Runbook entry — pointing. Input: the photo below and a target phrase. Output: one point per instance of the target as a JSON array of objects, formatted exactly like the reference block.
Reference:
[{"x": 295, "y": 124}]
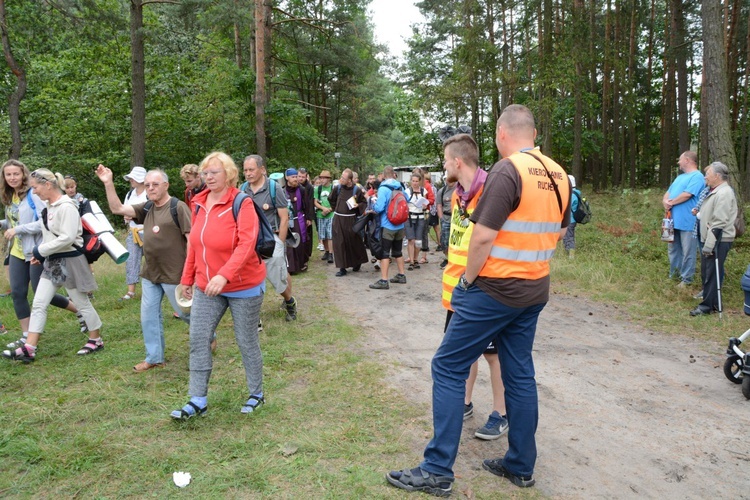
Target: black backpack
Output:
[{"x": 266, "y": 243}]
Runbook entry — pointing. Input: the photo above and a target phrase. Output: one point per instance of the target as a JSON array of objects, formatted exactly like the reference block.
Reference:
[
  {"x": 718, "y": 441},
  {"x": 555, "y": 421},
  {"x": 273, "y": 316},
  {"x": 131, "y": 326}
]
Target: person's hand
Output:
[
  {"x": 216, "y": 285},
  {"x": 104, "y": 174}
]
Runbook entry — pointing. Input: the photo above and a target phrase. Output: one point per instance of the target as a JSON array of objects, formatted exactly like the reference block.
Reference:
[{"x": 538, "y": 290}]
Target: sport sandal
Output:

--

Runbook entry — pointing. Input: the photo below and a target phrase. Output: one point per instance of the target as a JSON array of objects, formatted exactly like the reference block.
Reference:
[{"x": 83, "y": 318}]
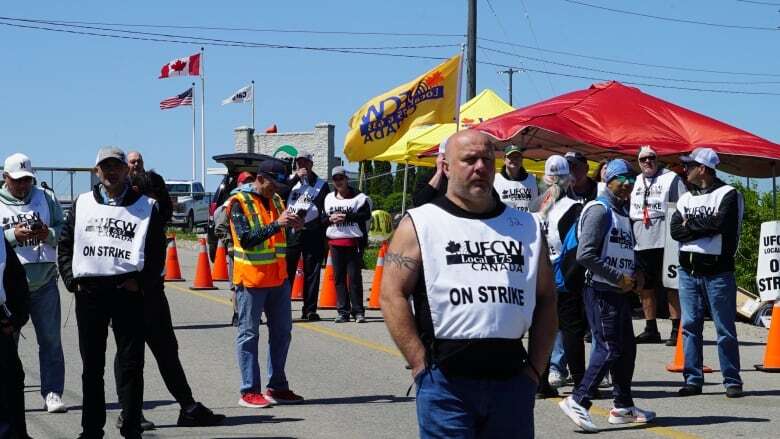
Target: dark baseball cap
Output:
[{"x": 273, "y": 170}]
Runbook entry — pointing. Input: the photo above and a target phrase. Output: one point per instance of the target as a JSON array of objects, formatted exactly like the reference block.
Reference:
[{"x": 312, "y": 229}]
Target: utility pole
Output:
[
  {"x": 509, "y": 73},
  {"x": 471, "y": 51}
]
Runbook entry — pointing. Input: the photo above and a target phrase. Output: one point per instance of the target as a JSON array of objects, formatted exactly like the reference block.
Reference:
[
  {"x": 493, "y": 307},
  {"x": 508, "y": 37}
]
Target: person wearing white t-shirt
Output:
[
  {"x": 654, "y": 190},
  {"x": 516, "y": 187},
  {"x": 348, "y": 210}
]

• **Task statement**
Count the lines in the rows above that contain the word "person". Reply with the number alone.

• **The result**
2